[Task material — start]

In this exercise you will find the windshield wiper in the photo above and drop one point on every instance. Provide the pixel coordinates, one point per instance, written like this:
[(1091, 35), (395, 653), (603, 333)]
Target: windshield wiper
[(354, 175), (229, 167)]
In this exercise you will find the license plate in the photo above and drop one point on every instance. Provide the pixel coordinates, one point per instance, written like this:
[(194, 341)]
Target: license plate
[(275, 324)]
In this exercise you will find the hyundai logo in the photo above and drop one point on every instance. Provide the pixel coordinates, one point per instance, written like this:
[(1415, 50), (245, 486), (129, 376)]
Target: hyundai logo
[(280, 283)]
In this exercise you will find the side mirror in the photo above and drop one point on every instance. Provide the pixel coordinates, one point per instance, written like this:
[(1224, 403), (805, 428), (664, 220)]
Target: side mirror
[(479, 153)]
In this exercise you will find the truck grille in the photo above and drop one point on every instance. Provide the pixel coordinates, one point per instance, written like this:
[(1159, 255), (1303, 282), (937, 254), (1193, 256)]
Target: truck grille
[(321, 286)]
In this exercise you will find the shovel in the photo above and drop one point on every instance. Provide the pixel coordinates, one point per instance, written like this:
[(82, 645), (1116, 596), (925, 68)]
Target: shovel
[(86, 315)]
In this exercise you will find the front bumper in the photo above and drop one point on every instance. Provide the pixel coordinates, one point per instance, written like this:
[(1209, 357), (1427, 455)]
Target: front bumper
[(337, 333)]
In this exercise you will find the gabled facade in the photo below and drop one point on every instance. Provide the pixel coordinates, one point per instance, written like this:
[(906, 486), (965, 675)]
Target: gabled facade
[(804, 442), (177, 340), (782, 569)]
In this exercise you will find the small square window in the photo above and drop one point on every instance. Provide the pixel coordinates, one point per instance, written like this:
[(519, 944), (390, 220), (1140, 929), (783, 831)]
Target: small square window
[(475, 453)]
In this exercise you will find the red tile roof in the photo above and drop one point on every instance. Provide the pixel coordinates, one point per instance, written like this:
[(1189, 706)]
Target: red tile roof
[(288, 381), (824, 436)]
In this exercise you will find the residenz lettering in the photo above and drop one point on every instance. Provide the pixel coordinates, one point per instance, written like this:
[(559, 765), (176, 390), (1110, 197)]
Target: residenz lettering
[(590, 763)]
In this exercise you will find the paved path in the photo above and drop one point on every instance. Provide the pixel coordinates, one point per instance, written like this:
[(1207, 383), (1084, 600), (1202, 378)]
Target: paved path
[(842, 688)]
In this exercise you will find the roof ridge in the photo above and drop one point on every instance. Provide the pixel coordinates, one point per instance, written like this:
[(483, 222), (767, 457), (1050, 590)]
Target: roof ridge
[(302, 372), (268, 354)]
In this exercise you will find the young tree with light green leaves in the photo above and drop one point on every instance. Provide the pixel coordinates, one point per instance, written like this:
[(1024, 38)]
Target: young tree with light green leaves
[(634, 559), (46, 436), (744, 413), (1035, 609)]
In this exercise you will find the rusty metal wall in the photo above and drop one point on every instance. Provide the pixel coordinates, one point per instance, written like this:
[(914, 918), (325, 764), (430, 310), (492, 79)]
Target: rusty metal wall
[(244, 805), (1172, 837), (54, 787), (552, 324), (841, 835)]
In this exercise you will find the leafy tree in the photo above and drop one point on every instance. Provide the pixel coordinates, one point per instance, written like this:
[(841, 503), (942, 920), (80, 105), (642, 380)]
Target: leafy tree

[Task material — finish]

What this task involves:
Beginning with the line containing "In this exercise you will find the paved" and ending with the last line of the listing above, return every line exactly and nothing else.

The completed task:
In this exercise you will find the paved path in the photo above and drop one point on every instance. Provide the pixel coordinates, one point per instance, written like this:
[(1207, 383), (1084, 600), (1202, 378)]
Target: paved path
[(842, 688)]
In this exercise you will find the roof ridge in the photo above and drop one point on every instance. Provide the pixel coordinates, one point per instance, written like this:
[(483, 222), (767, 457), (1050, 590)]
Target: roof ridge
[(302, 372), (268, 354)]
In this exercise you will find the young tree with light green leaves in the photo above and drop one point on every instance. Provide the pixel coordinates, one point per instance, written like this:
[(1024, 38)]
Target: young tree with light green leaves
[(634, 559), (46, 436), (744, 413), (1035, 609)]
In this exercise you will find the rusty metal wall in the photo above and drop one point on every instance. Provide the pixel coordinates, one point per instance, written like this:
[(914, 918), (325, 764), (430, 310), (492, 79)]
Target: rusty metal wall
[(244, 805), (1172, 837), (54, 787), (552, 324), (841, 835)]
In this exercise you will find the leafy tree in the photo above and drop one point on every instance. Provide the pixel coordinates, one point per instance, written like this:
[(841, 503), (942, 920), (80, 105), (642, 380)]
Target: leafy tree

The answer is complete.